## Exercise brief
Each record is to be printed exactly as given, down to the last mark.

## Data provided
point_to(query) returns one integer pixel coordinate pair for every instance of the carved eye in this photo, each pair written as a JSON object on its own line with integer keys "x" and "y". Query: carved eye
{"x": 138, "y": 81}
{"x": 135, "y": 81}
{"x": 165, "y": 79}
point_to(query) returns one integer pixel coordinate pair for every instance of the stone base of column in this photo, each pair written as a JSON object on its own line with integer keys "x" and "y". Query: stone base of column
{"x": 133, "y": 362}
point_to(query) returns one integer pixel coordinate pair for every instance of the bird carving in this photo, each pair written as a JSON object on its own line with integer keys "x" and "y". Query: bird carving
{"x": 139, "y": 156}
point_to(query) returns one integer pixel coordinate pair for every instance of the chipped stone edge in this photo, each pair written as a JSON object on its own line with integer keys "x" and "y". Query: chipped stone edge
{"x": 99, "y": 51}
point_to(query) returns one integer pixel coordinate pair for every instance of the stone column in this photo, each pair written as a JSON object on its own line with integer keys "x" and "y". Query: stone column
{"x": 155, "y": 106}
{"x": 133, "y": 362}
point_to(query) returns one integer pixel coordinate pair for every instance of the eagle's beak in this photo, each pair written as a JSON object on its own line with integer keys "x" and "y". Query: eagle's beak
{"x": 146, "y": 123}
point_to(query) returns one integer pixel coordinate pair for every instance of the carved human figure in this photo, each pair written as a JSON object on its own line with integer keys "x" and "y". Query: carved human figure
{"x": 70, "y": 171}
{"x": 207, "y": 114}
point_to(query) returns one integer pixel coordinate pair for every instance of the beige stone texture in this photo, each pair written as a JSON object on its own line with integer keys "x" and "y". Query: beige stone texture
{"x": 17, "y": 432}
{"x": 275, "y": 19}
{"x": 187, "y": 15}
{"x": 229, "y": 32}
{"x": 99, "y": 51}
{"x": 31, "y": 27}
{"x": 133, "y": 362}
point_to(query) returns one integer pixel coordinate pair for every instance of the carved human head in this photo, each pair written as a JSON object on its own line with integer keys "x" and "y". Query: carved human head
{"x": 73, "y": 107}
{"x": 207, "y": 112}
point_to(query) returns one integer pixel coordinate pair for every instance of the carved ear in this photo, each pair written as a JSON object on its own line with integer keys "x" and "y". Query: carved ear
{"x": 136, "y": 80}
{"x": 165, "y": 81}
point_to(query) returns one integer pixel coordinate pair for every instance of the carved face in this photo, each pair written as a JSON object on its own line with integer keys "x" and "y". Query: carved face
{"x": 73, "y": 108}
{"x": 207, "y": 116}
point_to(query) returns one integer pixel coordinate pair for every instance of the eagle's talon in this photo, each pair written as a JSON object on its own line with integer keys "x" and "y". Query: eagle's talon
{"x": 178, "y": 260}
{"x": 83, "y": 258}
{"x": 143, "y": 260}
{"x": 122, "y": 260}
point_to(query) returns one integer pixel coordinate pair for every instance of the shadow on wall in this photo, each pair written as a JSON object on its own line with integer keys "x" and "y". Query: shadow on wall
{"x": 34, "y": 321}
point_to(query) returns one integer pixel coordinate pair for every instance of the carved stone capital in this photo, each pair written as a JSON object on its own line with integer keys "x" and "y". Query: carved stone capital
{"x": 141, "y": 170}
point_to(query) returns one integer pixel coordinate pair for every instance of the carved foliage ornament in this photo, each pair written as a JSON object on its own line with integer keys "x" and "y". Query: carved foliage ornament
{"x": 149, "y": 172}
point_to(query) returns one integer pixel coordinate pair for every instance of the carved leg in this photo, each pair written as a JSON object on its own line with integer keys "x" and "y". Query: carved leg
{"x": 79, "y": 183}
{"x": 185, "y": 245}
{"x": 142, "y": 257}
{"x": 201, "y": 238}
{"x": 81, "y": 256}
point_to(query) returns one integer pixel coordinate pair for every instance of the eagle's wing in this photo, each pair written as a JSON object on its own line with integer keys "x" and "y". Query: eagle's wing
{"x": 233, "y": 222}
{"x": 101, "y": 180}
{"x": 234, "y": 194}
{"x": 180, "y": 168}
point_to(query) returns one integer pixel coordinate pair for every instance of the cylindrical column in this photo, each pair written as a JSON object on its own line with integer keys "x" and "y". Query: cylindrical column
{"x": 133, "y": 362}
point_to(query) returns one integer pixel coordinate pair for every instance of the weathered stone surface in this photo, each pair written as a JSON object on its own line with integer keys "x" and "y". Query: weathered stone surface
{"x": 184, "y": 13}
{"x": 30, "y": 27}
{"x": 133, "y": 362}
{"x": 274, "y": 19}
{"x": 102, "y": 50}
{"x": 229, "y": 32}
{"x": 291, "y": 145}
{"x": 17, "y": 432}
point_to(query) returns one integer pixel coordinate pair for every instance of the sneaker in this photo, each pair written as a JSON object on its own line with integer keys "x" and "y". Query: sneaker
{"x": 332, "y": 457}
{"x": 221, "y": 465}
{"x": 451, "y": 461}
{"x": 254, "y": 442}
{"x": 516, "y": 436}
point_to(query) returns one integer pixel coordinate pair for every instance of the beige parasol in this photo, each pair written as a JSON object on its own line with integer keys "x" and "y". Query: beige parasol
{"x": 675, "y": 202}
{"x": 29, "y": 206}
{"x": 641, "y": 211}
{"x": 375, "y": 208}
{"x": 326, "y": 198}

## Completed task
point_to(query) returns one integer pixel coordinate pair for every instance of the carved eye in this photo, each pair written as a JSON object on its own line with integer keys "x" and "y". Query: carved eye
{"x": 138, "y": 81}
{"x": 135, "y": 81}
{"x": 165, "y": 79}
point_to(query) returns one integer pixel coordinate pair for every instance of the stone base of column in this photo, each pair written as a JSON object on its own line with integer keys "x" and "y". Query: stone base of column
{"x": 133, "y": 362}
point_to(query) returns one integer pixel coordinate pair for every instance of the bird carving in this photo, each pair written as a JSON object on its own line with integer keys "x" and "y". Query: bird carving
{"x": 139, "y": 156}
point_to(query) returns one integer pixel coordinate pair for every instance of the chipped stone edge in this photo, each pair written as a JSON object on its own line with integer keys "x" and "y". Query: chipped stone edge
{"x": 99, "y": 51}
point_to(query) returns one integer pixel coordinate pair for every instance of the stone column in this photo, each pair written as a JSON object on its own line with integer keys "x" and "y". Query: stone column
{"x": 155, "y": 106}
{"x": 133, "y": 362}
point_to(query) returns one integer pixel coordinate pair for every instance of the eagle's beak in this photo, each pair written as a JSON object on its own line with integer keys "x" and "y". Query: eagle's beak
{"x": 146, "y": 123}
point_to(query) returns one integer pixel coordinate pair for every instance of the carved human figure in this photo, each pair written as a JSON object on its own line with integer keys "x" and "y". Query: carved human figure
{"x": 70, "y": 171}
{"x": 207, "y": 114}
point_to(query) returns one integer pixel coordinate pair for every instance of the beige stone texture in this photo, each pair written as a JSON object on its own line with integer keys "x" and "y". Query: beige stone texture
{"x": 17, "y": 432}
{"x": 275, "y": 19}
{"x": 187, "y": 15}
{"x": 229, "y": 32}
{"x": 99, "y": 51}
{"x": 31, "y": 27}
{"x": 133, "y": 362}
point_to(query) returns one integer pixel coordinate pair for every instance of the carved human head in this photo, each pair written as a JSON object on its own line with integer keys "x" and "y". Query: carved human head
{"x": 73, "y": 107}
{"x": 207, "y": 112}
point_to(query) returns one integer pixel coordinate pair for every instance of the carved ear in this photo, each pair written as a JSON object on its own line with integer keys "x" and "y". Query: carved ear
{"x": 136, "y": 80}
{"x": 165, "y": 81}
point_to(query) returns one integer pixel coordinate pair for every instance of the carved face in this photo, each pair written as a JSON object on its own line with integer keys "x" and "y". Query: carved face
{"x": 73, "y": 108}
{"x": 207, "y": 116}
point_to(query) returns one integer pixel coordinate pair for every instance of the eagle's talon in this photo, each pair written as a JSON object on its own line with integer keys "x" and "y". Query: eagle's talon
{"x": 178, "y": 260}
{"x": 83, "y": 258}
{"x": 143, "y": 260}
{"x": 122, "y": 260}
point_to(query) returns one integer pixel coordinate pair for every instance of the shadow on wall in this photo, each pair written as a JSON object on its own line with integer keys "x" and "y". Query: shadow on wall
{"x": 34, "y": 321}
point_to(query) returns one integer pixel coordinate pair for every instance of the carved stone capital in this photo, each pair written as a JSON object on its own line with integer keys "x" and "y". Query: carved stone capital
{"x": 141, "y": 170}
point_to(query) returns one integer pixel coordinate pair for every instance of the carved foliage ornament in this photo, each pair written as a JSON object on its own line with integer keys "x" and "y". Query: carved foliage ornament
{"x": 149, "y": 172}
point_to(query) returns one integer pixel coordinate pair for every instance of the carved leg in this photo, each pair written as a JSON object on its own line with integer keys "x" and "y". Query: carved leg
{"x": 79, "y": 183}
{"x": 185, "y": 245}
{"x": 142, "y": 257}
{"x": 201, "y": 238}
{"x": 81, "y": 256}
point_to(query) returns one integer pixel coordinate pair for every instance of the eagle's wing in this photo, each pair written as a JSON object on its own line with integer keys "x" and "y". Query: eagle's wing
{"x": 233, "y": 222}
{"x": 101, "y": 180}
{"x": 234, "y": 194}
{"x": 180, "y": 168}
point_to(query) returns one integer pixel coordinate pair for every instance of the cylindrical column in this photo, each pair written as a JSON object on its own line with integer keys "x" and "y". Query: cylindrical column
{"x": 133, "y": 362}
point_to(query) returns one integer pixel coordinate pair for every instance of the weathered stone surface in this photo, each pair written as a JSON object on its own line with integer keys "x" and "y". Query: weathered stone surface
{"x": 184, "y": 13}
{"x": 30, "y": 27}
{"x": 133, "y": 362}
{"x": 274, "y": 19}
{"x": 102, "y": 50}
{"x": 229, "y": 32}
{"x": 291, "y": 145}
{"x": 17, "y": 432}
point_to(query) returns one integer pixel coordinate pair for every instance of the sneaker in this photo, each pair written as a JSON object on its own line with integer keys "x" and "y". Query: sneaker
{"x": 332, "y": 457}
{"x": 221, "y": 465}
{"x": 451, "y": 461}
{"x": 254, "y": 442}
{"x": 516, "y": 436}
point_to(query) returns one integer pixel coordinate pair for every instance of the beige parasol in this photo, each pair written as a JSON object on its own line with integer keys "x" and "y". Query: beige parasol
{"x": 675, "y": 202}
{"x": 29, "y": 206}
{"x": 641, "y": 211}
{"x": 375, "y": 208}
{"x": 326, "y": 198}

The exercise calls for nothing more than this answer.